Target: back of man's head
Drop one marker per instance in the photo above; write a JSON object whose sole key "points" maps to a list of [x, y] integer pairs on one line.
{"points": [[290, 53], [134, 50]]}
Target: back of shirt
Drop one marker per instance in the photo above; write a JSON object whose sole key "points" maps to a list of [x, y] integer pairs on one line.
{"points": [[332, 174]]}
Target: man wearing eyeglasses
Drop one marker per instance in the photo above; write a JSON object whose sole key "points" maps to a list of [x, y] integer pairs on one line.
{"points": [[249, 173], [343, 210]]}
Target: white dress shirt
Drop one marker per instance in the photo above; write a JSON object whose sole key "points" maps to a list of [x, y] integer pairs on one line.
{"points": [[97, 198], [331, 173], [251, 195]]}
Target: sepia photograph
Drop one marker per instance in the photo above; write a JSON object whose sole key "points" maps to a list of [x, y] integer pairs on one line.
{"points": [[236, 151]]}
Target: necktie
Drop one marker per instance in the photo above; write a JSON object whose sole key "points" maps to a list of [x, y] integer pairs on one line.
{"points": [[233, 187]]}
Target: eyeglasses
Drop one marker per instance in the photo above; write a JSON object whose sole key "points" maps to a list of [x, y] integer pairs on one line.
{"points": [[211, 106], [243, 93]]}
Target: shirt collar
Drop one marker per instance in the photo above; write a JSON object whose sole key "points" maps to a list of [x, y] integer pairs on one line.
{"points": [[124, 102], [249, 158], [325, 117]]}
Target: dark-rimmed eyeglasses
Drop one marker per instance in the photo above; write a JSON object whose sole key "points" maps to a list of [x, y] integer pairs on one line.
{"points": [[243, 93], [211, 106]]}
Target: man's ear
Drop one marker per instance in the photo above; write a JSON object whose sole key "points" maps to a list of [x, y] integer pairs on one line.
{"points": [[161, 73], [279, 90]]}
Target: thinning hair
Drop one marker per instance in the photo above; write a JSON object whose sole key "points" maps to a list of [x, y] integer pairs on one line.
....................
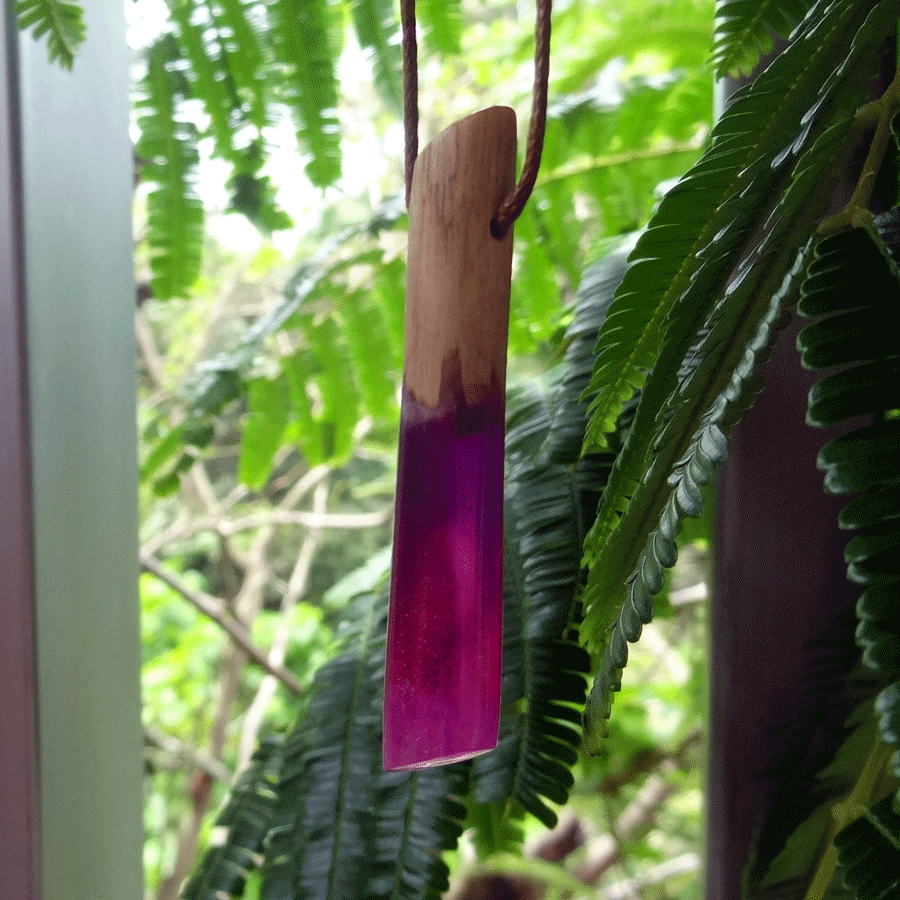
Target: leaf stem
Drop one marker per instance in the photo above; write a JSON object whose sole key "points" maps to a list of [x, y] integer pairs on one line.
....................
### Work instructions
Please pick out every line of the records above that contains the word "eyeglasses" and copy each of those lines.

### Task result
Target: man wearing eyeglasses
Target: eyeglasses
Target: dark-rimmed eyeglasses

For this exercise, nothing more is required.